_Description of the task:_ Exactly the line that contains "Practice. Find the water" and the lines following it to the end of the data are to be reproduced, and nothing more.

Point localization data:
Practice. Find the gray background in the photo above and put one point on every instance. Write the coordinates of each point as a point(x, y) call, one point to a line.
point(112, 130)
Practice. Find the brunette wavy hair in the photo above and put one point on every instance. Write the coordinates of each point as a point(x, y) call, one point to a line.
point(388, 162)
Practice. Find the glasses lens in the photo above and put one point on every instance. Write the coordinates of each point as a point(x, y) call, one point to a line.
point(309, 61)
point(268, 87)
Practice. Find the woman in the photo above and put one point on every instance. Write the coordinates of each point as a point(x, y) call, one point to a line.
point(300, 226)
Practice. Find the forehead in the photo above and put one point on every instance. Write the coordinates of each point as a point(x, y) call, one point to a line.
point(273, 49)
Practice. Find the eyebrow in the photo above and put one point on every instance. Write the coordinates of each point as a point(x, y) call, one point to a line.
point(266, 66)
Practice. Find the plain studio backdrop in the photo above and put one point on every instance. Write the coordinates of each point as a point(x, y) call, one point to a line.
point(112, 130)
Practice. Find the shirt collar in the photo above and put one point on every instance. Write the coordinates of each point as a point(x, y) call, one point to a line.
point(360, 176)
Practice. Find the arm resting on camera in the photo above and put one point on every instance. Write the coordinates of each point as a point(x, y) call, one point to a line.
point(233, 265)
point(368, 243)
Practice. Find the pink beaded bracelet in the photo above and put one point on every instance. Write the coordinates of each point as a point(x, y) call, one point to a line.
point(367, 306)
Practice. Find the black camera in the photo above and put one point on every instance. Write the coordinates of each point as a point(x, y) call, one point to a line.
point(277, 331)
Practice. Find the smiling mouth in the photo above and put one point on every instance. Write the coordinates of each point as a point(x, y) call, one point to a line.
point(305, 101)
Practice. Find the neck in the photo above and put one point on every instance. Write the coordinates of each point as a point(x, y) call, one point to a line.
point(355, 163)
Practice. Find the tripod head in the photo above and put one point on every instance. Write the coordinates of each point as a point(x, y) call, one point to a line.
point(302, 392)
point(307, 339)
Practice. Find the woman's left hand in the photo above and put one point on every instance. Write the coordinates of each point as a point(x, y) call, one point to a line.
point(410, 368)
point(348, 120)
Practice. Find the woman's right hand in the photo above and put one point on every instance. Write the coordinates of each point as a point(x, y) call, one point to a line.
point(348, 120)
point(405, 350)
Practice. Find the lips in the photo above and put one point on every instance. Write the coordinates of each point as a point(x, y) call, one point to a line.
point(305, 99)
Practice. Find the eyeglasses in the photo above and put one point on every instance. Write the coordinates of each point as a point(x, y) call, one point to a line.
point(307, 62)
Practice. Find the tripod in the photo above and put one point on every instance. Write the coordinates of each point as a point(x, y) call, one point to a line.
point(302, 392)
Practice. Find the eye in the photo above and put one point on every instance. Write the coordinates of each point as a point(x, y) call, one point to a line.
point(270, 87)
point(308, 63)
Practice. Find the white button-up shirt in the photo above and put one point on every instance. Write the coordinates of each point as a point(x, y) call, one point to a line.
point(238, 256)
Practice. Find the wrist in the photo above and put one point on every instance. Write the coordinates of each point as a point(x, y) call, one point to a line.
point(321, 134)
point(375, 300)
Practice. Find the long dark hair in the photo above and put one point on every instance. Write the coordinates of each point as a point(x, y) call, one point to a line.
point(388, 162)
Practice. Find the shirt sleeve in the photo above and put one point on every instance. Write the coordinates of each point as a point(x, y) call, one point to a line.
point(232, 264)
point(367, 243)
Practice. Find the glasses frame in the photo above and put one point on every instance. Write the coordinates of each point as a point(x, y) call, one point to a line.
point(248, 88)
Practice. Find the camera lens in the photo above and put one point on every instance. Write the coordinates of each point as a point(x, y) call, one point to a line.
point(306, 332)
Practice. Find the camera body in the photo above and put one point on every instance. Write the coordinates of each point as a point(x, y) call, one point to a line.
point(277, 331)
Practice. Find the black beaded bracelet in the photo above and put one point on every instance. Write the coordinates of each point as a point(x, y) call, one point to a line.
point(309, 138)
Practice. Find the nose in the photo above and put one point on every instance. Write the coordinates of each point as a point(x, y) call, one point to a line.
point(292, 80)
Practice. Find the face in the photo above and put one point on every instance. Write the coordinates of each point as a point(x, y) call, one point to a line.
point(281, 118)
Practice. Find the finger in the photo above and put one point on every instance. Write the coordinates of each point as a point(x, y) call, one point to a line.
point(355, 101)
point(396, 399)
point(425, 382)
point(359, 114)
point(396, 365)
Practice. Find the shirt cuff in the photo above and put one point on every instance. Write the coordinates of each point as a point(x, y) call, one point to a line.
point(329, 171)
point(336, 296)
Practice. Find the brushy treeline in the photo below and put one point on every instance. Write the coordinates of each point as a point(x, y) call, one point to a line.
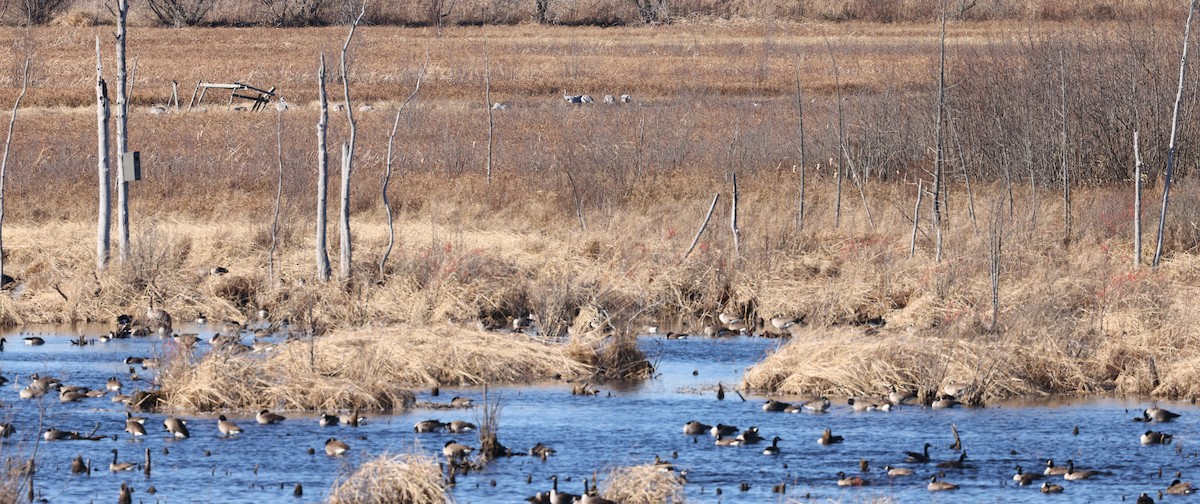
point(570, 12)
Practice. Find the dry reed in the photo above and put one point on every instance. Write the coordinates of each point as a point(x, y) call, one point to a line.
point(646, 484)
point(408, 479)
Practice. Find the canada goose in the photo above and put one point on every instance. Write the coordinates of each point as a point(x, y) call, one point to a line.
point(817, 406)
point(1155, 437)
point(960, 462)
point(723, 430)
point(120, 466)
point(227, 427)
point(1024, 478)
point(774, 447)
point(541, 451)
point(1047, 487)
point(455, 450)
point(915, 457)
point(898, 397)
point(1180, 487)
point(335, 447)
point(945, 402)
point(750, 436)
point(843, 480)
point(1072, 474)
point(828, 438)
point(327, 420)
point(267, 418)
point(937, 486)
point(55, 435)
point(695, 427)
point(126, 496)
point(77, 466)
point(721, 441)
point(135, 427)
point(1158, 414)
point(429, 426)
point(1054, 471)
point(954, 389)
point(175, 426)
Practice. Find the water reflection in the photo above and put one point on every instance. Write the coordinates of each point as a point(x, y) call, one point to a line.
point(619, 426)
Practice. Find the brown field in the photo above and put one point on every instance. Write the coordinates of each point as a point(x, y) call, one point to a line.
point(592, 208)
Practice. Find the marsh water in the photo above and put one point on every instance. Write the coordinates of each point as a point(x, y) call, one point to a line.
point(619, 426)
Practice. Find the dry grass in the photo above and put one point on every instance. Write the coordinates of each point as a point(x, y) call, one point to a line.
point(642, 485)
point(408, 479)
point(365, 369)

_Expected answer:_
Practice. Find the water reflection in the photo above and put one point on every instance. Write the coordinates of each point as a point(x, y) call, one point to a line.
point(619, 426)
Practice. Find the brown field in the photo above and put one point on every instance. Write the coordinates of each point as a point(x, y) call, one point to a line.
point(592, 208)
Practice. Find the marsh water in the photo above and put one point on every instance. Write the coordinates of each point as a point(x, y) call, one point to a line.
point(619, 426)
Practice. Find the dry grass in the photo above and put one point on every instance. Write the coordinates of each point as a point(x, y) call, one point to a line.
point(642, 485)
point(408, 479)
point(365, 369)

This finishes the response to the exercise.